▶ _OBJECTIVE_: Rewrite the lines between the one holding "Dataset curation — object class: foam" and the one holding "[0,0,94,33]", inclusive, swapping "bounding box" for "rectangle" and leaving everything else unchanged.

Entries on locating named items
• • •

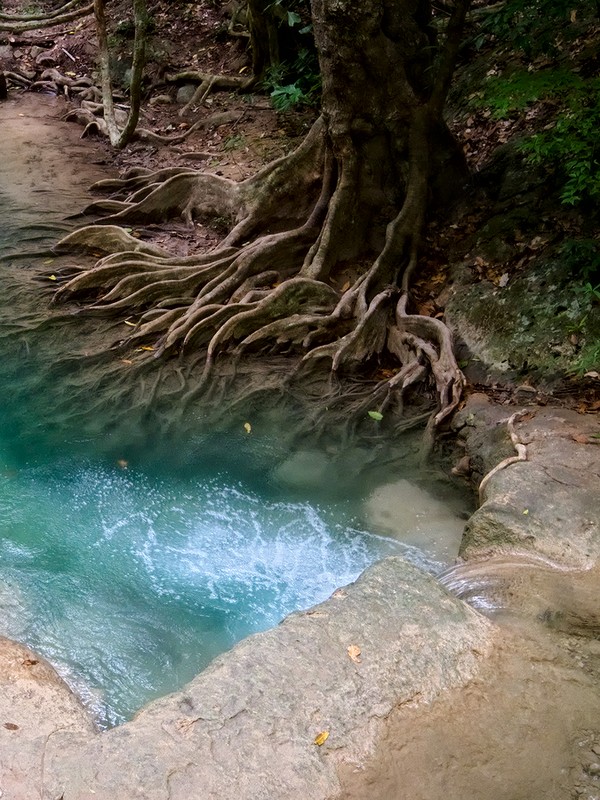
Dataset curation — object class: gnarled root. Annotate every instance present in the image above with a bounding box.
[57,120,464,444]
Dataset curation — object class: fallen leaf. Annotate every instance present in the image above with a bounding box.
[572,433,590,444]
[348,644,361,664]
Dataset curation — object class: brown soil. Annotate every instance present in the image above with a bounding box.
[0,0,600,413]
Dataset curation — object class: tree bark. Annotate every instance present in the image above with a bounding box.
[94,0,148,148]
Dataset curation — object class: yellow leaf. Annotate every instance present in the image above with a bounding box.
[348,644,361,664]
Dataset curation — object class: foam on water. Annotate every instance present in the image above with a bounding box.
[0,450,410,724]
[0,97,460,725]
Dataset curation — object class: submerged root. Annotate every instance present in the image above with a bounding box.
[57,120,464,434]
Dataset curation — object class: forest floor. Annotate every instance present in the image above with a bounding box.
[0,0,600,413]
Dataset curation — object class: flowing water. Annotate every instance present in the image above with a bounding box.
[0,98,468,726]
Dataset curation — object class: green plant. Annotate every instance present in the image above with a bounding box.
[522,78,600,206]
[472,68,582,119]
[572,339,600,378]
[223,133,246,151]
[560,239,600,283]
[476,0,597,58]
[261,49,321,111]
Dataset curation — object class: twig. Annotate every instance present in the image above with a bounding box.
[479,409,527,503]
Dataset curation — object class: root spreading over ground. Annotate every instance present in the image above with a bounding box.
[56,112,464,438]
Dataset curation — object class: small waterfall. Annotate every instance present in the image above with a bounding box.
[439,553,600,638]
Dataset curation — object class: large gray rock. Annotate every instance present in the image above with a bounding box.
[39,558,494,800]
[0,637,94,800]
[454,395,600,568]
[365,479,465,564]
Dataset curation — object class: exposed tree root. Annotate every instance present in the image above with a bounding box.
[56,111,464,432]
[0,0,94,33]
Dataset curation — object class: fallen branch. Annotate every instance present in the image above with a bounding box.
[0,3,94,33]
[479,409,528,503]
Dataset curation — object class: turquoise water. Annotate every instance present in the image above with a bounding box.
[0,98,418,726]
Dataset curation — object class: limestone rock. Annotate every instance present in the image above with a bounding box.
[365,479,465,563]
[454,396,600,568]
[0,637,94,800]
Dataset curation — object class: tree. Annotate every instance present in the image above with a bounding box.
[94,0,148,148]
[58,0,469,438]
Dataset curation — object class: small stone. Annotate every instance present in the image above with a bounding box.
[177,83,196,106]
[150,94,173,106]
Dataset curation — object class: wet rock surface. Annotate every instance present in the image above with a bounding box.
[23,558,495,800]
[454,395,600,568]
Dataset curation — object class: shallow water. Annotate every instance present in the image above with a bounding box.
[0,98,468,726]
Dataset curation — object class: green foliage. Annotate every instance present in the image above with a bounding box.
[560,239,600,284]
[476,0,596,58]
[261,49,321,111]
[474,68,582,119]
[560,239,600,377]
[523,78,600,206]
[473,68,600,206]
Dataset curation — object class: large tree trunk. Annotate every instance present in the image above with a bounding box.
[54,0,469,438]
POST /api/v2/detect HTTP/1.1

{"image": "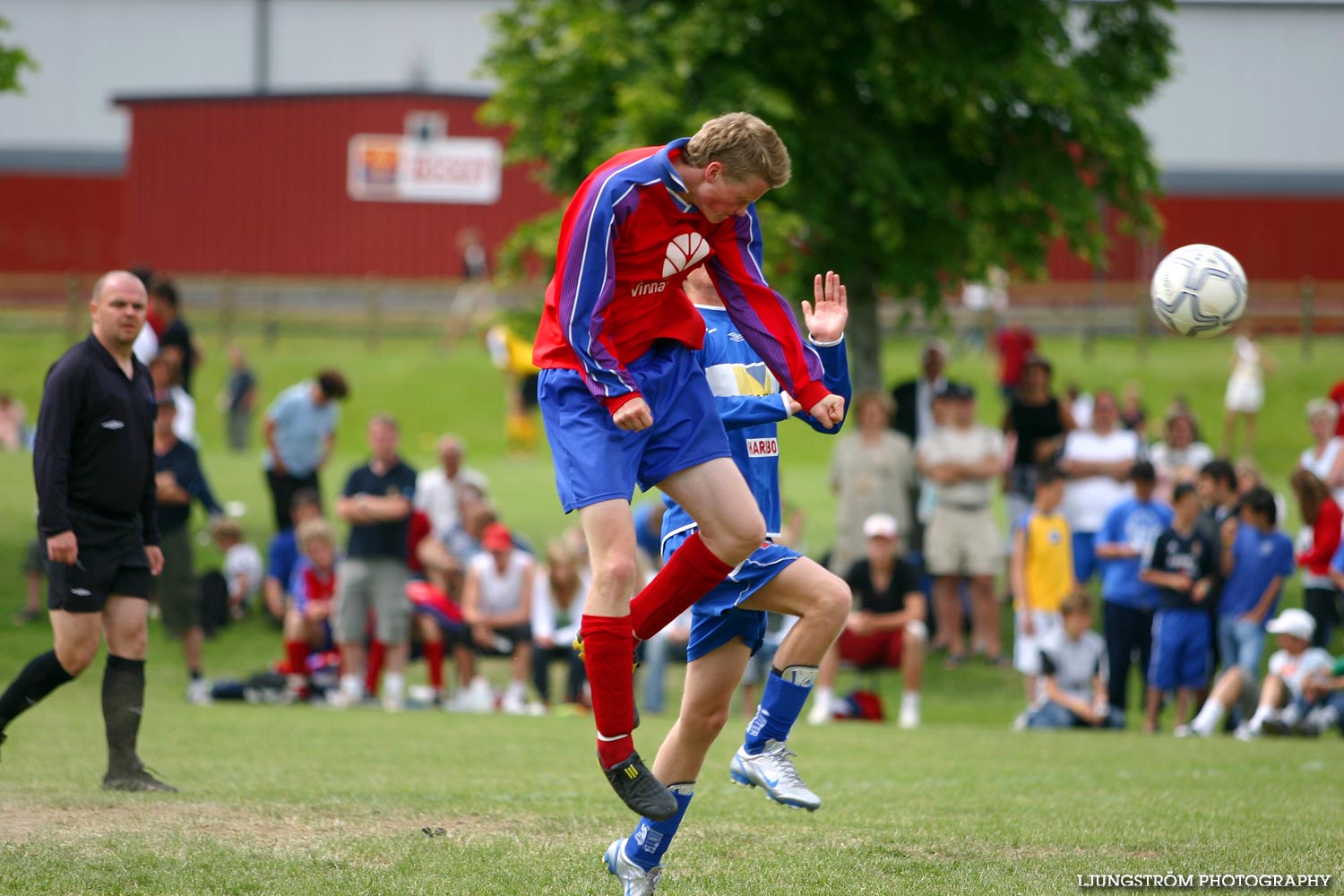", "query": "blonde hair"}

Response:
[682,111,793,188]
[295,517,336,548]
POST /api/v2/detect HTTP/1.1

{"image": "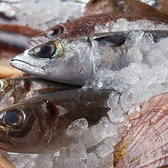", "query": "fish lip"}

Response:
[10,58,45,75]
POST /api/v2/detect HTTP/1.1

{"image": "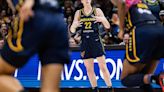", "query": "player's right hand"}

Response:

• • •

▶ _TASK OUTPUT_:
Dataset curation — object class: foam on water. Annotate every instance present in the image above with a rectangle.
[0,450,410,724]
[0,97,460,725]
Dataset curation — object class: submerged root. Annotate every instance present in the image above with a rectangle.
[57,120,464,434]
Dataset curation — object class: forest floor. Annotate every instance present in the image above with a rectangle.
[0,0,600,413]
Dataset curation — object class: flowing water. Annotate every instance present in the image above with a rectangle.
[0,98,468,726]
Dataset curation — object class: green plant. Annotate every instance present in the image above with a rectangle.
[522,78,600,206]
[472,68,582,119]
[572,339,600,378]
[223,133,246,151]
[560,239,600,283]
[476,0,597,58]
[261,49,321,111]
Dataset curation — object class: twig. Annotate every instance present in the image above with a rectangle.
[479,409,527,503]
Dataset curation — object class: root spreading over ground. Annotate every instance present in the image above with a rectangle.
[56,112,464,438]
Dataset curation — object class: small waterfall. Annotate every instance present in the image above with a rectangle.
[439,553,600,638]
Dataset curation — object class: large gray rock. Annotate every instance present in the image above with a rectangle.
[39,558,494,800]
[0,637,94,800]
[454,395,600,568]
[365,479,465,564]
Dataset curation — object class: exposed tree root. Annotate every instance present in the image above with a rectangle.
[56,111,464,432]
[0,0,94,33]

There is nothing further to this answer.